Write the entries as a JSON list of strings, one string per line, leaving out blank lines, starting at the first line of the entries and ending at the line containing "column 772, row 218".
— Start Data excerpts —
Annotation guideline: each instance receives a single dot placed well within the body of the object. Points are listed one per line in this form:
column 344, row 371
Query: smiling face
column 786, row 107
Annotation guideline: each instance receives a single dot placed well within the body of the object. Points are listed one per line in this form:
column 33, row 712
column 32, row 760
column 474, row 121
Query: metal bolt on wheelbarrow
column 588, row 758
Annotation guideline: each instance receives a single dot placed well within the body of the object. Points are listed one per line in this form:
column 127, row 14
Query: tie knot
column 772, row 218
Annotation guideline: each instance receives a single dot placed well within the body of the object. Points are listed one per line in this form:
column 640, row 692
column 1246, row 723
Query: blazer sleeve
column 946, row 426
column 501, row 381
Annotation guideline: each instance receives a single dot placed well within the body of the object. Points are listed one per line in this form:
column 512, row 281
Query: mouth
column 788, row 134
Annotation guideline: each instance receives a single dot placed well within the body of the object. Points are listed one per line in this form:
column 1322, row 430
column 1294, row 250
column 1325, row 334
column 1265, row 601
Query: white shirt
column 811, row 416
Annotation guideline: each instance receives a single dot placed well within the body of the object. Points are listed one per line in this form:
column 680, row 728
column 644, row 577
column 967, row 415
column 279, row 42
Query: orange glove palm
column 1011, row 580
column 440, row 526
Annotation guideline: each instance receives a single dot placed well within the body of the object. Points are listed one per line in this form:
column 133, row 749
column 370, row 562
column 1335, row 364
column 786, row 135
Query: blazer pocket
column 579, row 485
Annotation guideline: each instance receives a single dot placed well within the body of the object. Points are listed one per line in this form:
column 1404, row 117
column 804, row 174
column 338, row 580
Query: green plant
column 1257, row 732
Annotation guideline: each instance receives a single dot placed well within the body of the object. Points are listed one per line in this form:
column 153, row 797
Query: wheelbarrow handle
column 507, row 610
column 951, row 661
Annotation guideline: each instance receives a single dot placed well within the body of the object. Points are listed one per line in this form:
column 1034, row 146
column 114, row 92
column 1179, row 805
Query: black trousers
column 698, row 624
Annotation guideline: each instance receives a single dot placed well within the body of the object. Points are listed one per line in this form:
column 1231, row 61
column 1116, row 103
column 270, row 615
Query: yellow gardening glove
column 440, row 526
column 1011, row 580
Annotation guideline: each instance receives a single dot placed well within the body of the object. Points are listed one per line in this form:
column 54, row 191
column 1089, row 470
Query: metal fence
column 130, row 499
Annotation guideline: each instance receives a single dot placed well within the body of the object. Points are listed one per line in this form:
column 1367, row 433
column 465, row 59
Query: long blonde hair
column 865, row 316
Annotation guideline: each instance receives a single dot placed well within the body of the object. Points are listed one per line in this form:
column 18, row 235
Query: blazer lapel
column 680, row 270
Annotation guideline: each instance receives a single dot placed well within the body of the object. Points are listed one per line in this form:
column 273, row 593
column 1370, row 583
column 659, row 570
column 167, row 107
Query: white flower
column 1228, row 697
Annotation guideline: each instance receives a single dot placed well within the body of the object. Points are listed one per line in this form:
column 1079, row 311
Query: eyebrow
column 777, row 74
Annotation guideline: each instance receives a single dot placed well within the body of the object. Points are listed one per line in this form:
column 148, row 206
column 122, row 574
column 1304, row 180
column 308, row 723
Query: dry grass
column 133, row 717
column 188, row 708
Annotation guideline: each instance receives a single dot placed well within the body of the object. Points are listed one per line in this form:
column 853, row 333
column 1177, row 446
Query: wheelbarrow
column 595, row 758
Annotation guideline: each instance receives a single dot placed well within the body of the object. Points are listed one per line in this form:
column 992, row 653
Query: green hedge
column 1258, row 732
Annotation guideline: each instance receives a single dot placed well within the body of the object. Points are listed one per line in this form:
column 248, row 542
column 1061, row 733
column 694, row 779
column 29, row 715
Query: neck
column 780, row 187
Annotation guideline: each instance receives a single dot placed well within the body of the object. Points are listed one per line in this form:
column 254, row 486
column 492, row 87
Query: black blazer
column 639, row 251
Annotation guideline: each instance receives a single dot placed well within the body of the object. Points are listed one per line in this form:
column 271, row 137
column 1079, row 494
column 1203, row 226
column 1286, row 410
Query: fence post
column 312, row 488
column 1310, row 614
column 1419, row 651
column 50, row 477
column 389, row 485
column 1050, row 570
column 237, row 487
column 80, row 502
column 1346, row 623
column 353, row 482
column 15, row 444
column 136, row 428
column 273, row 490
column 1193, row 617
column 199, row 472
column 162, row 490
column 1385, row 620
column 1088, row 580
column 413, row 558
— End Data excerpts —
- Output -
[
  "Annotation guideline: each instance receives a single dot placed well within the body of the object. Points are listed one per line in this form:",
  "column 344, row 371",
  "Query: smiling face",
  "column 786, row 107",
  "Annotation guideline: each instance receives a single dot placed well within the body of the object. Points are listed one per line in this form:",
  "column 33, row 712",
  "column 32, row 760",
  "column 474, row 121",
  "Query: metal bolt on wheelbarrow",
  "column 588, row 758",
  "Annotation guideline: each instance receives a single dot placed well within the body of the object. Points are listed one per line in this form:",
  "column 127, row 14",
  "Query: tie knot",
  "column 772, row 218"
]